▶ _Stated problem_:
Show every line of the records below that contains the string "glass". Case counts.

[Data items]
------------------------------------------------------------------------

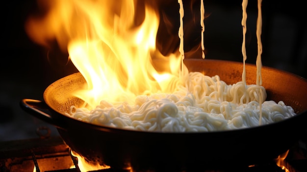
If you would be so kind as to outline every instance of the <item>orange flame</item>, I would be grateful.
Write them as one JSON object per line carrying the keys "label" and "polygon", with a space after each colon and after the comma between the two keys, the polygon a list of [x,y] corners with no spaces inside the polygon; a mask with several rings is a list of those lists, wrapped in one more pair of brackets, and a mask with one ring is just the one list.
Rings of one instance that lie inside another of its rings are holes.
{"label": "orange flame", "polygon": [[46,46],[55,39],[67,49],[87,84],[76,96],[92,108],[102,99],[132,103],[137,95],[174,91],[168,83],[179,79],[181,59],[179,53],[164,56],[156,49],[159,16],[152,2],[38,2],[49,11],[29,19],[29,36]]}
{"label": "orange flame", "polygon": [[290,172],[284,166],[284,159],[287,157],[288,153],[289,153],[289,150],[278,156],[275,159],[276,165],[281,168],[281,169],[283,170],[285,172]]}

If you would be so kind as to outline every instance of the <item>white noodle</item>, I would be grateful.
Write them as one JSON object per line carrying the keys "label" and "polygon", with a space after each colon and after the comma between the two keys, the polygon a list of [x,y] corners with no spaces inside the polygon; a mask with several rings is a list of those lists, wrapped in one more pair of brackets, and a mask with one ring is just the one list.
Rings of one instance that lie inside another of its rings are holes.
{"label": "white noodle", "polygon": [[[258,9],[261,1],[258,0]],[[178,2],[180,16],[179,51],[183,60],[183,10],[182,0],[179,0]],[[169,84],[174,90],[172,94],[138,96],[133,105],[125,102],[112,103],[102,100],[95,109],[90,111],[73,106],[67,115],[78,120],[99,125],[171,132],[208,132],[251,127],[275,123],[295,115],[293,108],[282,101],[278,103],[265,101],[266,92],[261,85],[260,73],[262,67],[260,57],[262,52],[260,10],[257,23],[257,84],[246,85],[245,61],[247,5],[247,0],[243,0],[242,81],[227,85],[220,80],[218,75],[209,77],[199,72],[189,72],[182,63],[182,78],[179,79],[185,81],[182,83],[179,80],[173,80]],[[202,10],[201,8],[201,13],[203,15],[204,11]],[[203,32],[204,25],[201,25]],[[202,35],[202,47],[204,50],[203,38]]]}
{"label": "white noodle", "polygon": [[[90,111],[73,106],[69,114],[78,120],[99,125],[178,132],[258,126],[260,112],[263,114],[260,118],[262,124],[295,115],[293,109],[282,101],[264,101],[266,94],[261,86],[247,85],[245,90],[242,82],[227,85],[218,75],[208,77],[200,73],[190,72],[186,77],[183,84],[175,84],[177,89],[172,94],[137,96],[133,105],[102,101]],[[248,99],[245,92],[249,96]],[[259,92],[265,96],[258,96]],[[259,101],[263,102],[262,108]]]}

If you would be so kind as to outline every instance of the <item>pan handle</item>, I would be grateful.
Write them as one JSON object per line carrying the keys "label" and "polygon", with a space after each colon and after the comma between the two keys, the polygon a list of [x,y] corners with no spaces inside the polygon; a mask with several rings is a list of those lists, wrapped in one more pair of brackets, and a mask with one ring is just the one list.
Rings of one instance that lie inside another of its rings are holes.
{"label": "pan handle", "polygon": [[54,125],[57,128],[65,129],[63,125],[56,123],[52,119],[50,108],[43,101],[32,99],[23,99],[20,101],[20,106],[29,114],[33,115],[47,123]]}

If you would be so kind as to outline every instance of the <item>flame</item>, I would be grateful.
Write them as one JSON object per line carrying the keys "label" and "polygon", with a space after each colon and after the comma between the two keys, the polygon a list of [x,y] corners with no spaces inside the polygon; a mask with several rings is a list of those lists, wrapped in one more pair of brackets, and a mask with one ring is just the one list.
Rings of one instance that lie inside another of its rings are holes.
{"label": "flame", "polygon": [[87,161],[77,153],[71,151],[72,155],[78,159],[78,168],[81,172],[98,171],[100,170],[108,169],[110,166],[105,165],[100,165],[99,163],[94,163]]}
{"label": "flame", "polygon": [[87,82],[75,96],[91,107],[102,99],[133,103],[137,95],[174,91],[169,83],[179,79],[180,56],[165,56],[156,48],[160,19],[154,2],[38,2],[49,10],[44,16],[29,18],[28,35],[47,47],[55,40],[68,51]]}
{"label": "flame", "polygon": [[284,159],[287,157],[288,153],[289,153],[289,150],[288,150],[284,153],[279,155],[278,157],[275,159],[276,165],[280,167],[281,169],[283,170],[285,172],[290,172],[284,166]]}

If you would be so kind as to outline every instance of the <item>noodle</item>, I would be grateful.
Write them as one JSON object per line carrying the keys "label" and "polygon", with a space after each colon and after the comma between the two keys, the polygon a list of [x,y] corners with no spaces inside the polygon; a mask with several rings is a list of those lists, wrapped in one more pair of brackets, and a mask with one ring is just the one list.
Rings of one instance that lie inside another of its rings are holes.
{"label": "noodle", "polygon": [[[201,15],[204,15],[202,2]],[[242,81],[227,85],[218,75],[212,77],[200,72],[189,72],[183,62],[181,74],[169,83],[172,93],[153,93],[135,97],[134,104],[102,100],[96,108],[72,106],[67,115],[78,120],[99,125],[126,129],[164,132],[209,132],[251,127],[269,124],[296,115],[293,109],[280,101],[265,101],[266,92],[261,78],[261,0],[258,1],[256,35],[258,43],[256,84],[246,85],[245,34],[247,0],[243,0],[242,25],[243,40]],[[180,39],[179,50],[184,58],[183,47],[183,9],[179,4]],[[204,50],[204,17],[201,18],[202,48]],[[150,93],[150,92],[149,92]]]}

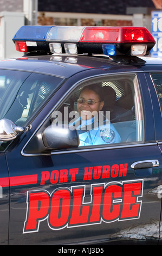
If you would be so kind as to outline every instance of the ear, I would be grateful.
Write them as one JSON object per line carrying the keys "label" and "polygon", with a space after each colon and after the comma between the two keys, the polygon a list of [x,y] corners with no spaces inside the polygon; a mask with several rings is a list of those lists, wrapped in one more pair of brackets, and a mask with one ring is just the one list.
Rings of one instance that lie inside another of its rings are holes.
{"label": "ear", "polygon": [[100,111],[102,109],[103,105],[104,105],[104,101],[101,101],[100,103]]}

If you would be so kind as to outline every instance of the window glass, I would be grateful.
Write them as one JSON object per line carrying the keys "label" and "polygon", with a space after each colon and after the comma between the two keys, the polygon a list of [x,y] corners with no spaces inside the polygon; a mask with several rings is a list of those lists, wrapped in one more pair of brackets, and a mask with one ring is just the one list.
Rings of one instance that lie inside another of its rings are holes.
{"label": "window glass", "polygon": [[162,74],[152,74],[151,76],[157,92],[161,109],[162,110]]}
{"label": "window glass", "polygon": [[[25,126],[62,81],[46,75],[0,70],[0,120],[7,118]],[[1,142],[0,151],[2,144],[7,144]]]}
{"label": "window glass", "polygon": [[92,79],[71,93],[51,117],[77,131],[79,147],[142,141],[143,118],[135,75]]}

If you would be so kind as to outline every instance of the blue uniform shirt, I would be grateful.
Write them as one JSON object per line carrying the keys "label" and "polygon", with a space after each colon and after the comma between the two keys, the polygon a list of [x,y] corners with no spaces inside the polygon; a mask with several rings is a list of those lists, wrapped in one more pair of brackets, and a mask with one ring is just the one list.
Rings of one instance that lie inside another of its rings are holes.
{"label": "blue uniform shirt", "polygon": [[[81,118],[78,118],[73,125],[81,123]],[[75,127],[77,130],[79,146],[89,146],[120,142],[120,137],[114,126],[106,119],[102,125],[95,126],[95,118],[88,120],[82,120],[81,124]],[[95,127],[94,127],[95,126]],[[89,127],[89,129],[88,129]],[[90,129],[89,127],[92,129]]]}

------------------------------------------------------------------------

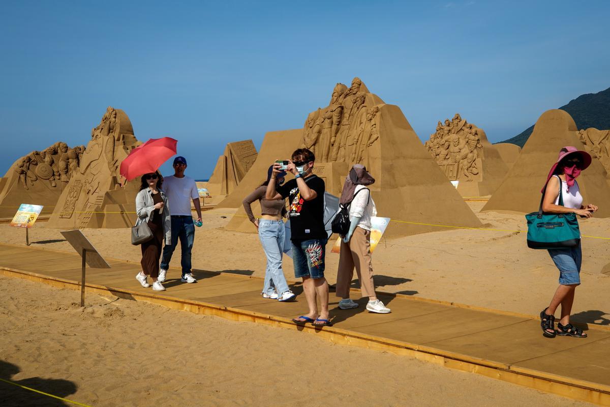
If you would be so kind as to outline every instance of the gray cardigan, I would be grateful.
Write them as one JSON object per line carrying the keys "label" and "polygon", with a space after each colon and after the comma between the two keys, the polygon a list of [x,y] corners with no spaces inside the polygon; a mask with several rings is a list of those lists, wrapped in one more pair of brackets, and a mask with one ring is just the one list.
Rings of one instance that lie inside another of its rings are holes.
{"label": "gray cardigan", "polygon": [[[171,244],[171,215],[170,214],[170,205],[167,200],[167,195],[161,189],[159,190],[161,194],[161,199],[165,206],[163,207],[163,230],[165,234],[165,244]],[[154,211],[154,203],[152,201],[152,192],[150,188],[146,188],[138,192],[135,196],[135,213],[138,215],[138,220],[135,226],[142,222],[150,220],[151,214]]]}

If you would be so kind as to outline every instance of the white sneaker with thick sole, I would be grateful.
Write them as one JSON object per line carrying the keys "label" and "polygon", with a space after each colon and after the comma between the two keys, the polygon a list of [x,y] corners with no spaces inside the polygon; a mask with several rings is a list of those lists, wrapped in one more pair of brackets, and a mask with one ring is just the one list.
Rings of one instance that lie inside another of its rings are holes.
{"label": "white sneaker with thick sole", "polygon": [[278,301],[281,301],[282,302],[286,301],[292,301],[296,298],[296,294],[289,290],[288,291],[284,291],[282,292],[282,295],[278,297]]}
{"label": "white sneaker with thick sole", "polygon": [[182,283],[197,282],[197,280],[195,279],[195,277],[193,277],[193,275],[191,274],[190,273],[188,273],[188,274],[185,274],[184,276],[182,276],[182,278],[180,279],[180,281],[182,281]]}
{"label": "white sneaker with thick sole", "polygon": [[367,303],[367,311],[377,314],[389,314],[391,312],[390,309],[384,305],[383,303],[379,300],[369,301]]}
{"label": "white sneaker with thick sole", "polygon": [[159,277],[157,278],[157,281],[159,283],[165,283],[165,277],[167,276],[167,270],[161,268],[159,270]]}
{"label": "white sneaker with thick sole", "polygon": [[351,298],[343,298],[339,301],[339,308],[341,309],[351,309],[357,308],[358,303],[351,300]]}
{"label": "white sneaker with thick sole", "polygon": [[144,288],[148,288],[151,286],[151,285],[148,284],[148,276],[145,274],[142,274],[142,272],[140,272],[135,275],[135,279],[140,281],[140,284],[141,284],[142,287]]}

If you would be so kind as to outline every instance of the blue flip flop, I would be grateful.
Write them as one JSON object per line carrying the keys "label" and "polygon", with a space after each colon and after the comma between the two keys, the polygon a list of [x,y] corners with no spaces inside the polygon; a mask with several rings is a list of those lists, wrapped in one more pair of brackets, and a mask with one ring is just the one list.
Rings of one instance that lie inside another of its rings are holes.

------------------------------------------------------------------------

▶ _Exercise output_:
If you would be so kind as to outline every instance of the window glass, I would be grateful.
{"label": "window glass", "polygon": [[162,74],[152,74],[151,76],[157,92],[161,109],[162,110]]}
{"label": "window glass", "polygon": [[[25,126],[62,81],[46,75],[0,70],[0,120],[7,118]],[[1,142],[0,151],[2,144],[7,144]]]}
{"label": "window glass", "polygon": [[92,79],[71,93],[51,117],[77,131],[79,147],[142,141],[143,118],[135,75]]}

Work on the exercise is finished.